| WHAT YOU ARE ASKED TO DO |
Write out every line of the items below again, requests included, but shift each bounding-box coordinate in the answers up by 22. Leave out the pictures.

| GIVEN DATA |
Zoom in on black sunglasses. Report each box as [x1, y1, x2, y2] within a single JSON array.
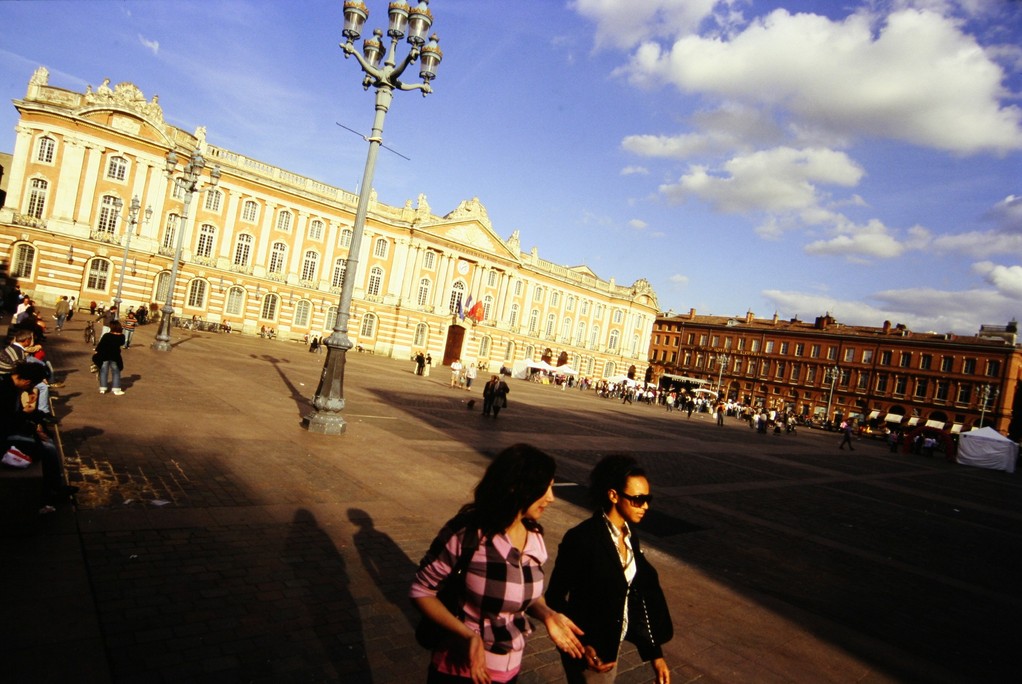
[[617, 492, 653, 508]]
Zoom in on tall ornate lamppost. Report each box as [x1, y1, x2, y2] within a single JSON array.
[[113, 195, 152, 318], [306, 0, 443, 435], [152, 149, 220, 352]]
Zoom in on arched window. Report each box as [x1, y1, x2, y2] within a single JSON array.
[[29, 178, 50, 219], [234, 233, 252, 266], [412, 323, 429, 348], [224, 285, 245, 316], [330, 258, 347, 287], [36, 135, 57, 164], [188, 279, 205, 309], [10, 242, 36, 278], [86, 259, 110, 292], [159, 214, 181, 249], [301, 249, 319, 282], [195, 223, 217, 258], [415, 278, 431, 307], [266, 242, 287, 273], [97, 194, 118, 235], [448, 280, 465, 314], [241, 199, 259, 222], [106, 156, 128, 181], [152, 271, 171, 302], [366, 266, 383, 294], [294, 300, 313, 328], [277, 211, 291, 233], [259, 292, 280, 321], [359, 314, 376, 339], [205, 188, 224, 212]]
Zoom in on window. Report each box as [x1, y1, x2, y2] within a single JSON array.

| EXERCISE SOLUTION |
Zoom in on black sunglasses. Report each box as [x1, y1, x2, y2] within a single JSON array.
[[639, 514, 675, 530]]
Zoom in on tall ornate lamppost. Report each box as [x1, y1, x2, y2] within a single JSON array.
[[135, 217, 174, 340], [328, 22, 465, 457], [174, 171, 242, 374]]
Zoom in on arched window. Report each box as [x1, y1, x2, y2] within a single JSON array.
[[51, 200, 72, 241], [256, 255, 274, 288], [434, 345, 451, 370], [246, 307, 267, 338], [352, 280, 369, 309], [58, 157, 79, 186], [210, 301, 227, 331], [32, 264, 58, 300], [108, 281, 132, 314], [181, 236, 203, 271], [323, 271, 341, 304], [217, 245, 239, 280], [437, 300, 453, 329], [288, 264, 309, 295], [119, 216, 140, 257], [470, 302, 487, 336], [263, 221, 281, 244], [128, 178, 150, 203], [174, 293, 193, 324], [388, 288, 405, 316], [316, 322, 335, 350], [299, 233, 313, 255], [281, 314, 302, 343], [381, 336, 398, 361], [227, 210, 246, 234]]
Zoom in on window. Report each box as [x1, y1, x2, y2] within a single JSON array.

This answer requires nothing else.